§ Texto mostrado:
________________________________________

Cartilla de racionamiento y cupones que se cortaban con cada suministro.
_____
Eran los años inmediatos posteriores a la Guerra. Se carecía de todo. Bueno, sólo algunos. Porque a otros no les faltaba de nada. Lo habitual era la miseria, el racionamiento y el estraperlo, vocabulario del lenguaje coloquial que pasó a formar parte del acervo popular.
El Estado ejercía un intervencionismo total como garantía de que el abastecimiento, siquiera de los productos de consumo básicos, estuviera garantizado, pero no de manera arbitraria sino rigurosamente controlada su distribución. En síntesis, el racionamiento consistía en el suministro periódico en los comercios de ultramarinos de una serie de raciones más bien escasas de alimentos de primera necesidad según el criterio preestablecido por el gobierno de la Nación.
Eran el aceite medido con aquellos viejos aparatos manuales de émbolo; azúcar, a veces morena porque se decía que era más natural aunque menos apreciada; arroz; legumbres (garbanzos, lentejas y alubias); chocolate; tocino bien gordo, con sal abundante, y en ocasiones rancio, transportado en unos enormes cajones de madera; harina; alguna pasta como fideos; patatas; pan, y puede que otros más. En general y por no alargar la lista, una serie de productos tanto de alimentación como de aseo, es el caso del jabón, que había que pagar religiosamente al precio fijado por el Estado.
El caso es que para poder retirar el suministro asignado a cada familia era preciso disponer de la llamada cartilla de racionamiento que expedía la Comisaría de Abastecimientos y Transportes, Abastos para no andar con enredos, de tal modo que por cada ración había que entregar un número determinado de cupones en el comercio encargado de despacharla. En este sentido, durante el periodo de tiempo que se señalaba, en el caso que nos ocupa cuatro semanas en febrero del año 1952, “se efectuará un suministro de los artículos que a continuación se indican, y en la forma que se detalla a esta capital”, decía el Gobernador civil en un comunicado rutinario que semanalmente publicaban los periódicos. A los adultos, un litro de aceite, 400 gramos de azúcar y 200 de jabón; a los infantiles medio litro de aceite y un kilo de azúcar; y a las madres gestantes, medio litro de aceite y 500 gramos de azúcar”, en todos los casos “previo el corte de los cupones” correspondientes, recogía de manera taxativa la orden reguladora del abastecimiento. Es lógico suponer que otras semanas el racionamiento que se suministraba podía ser de legumbres (garbanzos y alubias) y arroz a razón de medio kilo por persona para la población adulta, que tenía derecho asimismo a dos kilos de patatas por persona, 100 gramos de pasta de sopa, idéntica cantidad de café y 200 gramos de chocolate, cantidades que naturalmente eran más pequeñas si se trataba de la población infantil.

________________________________________

§ Registros de datos:
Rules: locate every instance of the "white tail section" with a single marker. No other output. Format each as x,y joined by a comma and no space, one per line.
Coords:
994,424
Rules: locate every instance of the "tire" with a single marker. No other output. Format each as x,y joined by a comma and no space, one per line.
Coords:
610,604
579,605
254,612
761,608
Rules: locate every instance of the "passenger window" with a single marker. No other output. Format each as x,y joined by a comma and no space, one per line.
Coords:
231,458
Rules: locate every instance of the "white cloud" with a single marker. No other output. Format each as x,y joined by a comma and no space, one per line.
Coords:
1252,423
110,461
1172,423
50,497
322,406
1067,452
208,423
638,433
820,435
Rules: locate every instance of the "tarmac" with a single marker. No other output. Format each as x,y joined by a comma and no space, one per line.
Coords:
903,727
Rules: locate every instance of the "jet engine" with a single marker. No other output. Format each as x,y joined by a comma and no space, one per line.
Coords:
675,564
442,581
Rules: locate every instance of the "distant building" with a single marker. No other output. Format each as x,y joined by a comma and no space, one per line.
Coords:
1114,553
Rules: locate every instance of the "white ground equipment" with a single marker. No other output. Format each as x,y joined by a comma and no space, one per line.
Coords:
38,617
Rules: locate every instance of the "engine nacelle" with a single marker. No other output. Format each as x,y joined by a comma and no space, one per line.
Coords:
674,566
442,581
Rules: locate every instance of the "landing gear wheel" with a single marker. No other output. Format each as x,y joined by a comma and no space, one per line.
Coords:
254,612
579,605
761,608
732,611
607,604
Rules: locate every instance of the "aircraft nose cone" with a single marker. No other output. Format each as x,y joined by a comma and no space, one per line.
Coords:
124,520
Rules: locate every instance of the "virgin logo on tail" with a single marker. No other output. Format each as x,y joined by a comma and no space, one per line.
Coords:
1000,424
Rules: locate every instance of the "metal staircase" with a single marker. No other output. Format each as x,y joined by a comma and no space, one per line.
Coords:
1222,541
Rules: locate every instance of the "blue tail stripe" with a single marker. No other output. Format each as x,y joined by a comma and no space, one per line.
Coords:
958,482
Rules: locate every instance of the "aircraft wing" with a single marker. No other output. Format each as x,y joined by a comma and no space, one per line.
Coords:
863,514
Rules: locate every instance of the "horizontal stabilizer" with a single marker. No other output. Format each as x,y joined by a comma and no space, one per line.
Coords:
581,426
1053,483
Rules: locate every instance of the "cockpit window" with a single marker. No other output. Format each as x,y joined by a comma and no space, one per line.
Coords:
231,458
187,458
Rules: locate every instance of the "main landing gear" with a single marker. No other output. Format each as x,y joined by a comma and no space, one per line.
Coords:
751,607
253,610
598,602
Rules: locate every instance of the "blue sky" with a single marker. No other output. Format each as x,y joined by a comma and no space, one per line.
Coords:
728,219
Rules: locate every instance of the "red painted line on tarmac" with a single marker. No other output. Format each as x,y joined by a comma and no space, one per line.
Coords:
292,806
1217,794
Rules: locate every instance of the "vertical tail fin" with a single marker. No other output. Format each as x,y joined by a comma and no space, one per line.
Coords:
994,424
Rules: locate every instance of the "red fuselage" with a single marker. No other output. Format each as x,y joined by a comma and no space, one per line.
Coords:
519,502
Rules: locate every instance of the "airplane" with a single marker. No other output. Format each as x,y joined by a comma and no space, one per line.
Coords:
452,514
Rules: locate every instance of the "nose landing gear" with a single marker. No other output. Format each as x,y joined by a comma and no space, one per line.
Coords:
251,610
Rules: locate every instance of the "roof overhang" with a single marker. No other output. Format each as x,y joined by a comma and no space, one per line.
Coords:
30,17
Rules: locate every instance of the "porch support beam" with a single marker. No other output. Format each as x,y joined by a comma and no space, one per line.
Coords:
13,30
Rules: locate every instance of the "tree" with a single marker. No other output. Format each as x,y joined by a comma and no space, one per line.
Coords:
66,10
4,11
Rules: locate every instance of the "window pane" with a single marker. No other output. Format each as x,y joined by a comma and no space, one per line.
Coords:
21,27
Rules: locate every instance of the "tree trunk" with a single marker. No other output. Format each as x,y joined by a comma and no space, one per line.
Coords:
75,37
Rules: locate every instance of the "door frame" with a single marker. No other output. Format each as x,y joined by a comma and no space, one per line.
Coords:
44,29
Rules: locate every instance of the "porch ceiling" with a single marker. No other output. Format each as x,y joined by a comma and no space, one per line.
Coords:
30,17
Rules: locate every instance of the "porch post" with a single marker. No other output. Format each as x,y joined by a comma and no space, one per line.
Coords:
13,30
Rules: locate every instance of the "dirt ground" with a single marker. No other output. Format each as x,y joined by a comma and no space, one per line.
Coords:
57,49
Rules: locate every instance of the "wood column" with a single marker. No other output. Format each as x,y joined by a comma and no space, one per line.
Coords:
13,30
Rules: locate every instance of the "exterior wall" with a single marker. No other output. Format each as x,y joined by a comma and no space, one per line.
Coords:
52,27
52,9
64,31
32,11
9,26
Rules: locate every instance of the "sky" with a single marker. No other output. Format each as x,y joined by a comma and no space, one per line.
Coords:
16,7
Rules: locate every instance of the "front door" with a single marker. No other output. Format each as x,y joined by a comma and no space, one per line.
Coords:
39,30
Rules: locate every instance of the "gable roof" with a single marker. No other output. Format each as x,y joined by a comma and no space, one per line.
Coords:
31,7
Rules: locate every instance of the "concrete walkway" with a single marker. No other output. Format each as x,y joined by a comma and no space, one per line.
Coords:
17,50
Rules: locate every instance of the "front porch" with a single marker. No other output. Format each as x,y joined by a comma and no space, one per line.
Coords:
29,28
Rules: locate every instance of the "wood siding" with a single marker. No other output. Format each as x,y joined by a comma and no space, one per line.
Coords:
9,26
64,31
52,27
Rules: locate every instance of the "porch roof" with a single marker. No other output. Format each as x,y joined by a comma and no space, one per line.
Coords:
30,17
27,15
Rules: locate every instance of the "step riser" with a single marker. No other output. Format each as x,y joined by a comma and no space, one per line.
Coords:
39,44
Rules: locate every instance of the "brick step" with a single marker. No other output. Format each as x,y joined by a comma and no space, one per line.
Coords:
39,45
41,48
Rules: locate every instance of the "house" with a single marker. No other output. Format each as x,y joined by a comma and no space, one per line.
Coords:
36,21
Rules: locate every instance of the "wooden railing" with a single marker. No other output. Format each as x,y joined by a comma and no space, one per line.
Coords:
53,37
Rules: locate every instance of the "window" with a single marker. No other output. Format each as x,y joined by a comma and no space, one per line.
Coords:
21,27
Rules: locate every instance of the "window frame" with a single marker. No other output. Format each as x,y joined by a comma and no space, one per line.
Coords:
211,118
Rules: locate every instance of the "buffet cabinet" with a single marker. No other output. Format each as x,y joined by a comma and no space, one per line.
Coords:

________________________________________

§ Tareas y ejercicios:
a: Según el texto sobre el racionamiento, ¿qué organismo expedía la cartilla de racionamiento?
b: Del texto sobre el racionamiento, copia el fragmento que comienza con las palabras "El Estado ejercía" y termina con "de la Nación.", y sustituye "ultramarinos" por "comestibles".
c: Prosigue el texto sobre el racionamiento de la posguerra a partir de su última oración.

§ Respuestas:
a: La Comisaría de Abastecimientos y Transportes, conocida como Abastos.

b:
El Estado ejercía un intervencionismo total como garantía de que el abastecimiento, siquiera de los productos de consumo básicos, estuviera garantizado, pero no de manera arbitraria sino rigurosamente controlada su distribución. En síntesis, el racionamiento consistía en el suministro periódico en los comercios de comestibles de una serie de raciones más bien escasas de alimentos de primera necesidad según el criterio preestablecido por el gobierno de la Nación.

c:
Con el tabaco sucedía algo parecido. Tampoco se podía fumar lo que se quería o apetecía porque estaba igualmente racionado e intervenido. Aunque eso sí, incluso los no fumadores, bien por convicción o como manera de aliviar la economía familiar con la venta a terceros, solicitaban y estaban provistos de la correspondiente “tarjeta de fumador” que expedía “La Dirección de la Tabacalera, S.A.” y por consiguiente sacaban el tabaco de la expendeduría.
Algo parecido ocurría con la gasolina que se entregaba en “cupos a taxistas, médicos y sacerdotes”. Y tampoco extrañaba en la época que el Sindicato de la Piel pusiera “a la venta en las zapaterías calzado económico de tipo nacional para caballero a razón de un par por persona previa presentación de la Tarjeta de Abastecimientos”.
Al abrigo de la miseria, la escasez y el racionamiento surgió y funcionó el estraperlo, que no era sino el comercio fraudulento y el cobro de precios abusivos por artículos de primera necesidad intervenidos por el Estado, es decir, un comercio ilegal en toda regla. Se trataba de un pujante mercado negro en el que la picaresca era la nota destacada, que terminó erradicándose por sí mismo cuando al cabo de los años se pudieron superar las calamidades de la posguerra y normalizarse el consumo con la desaparición de las cartillas del racionamiento.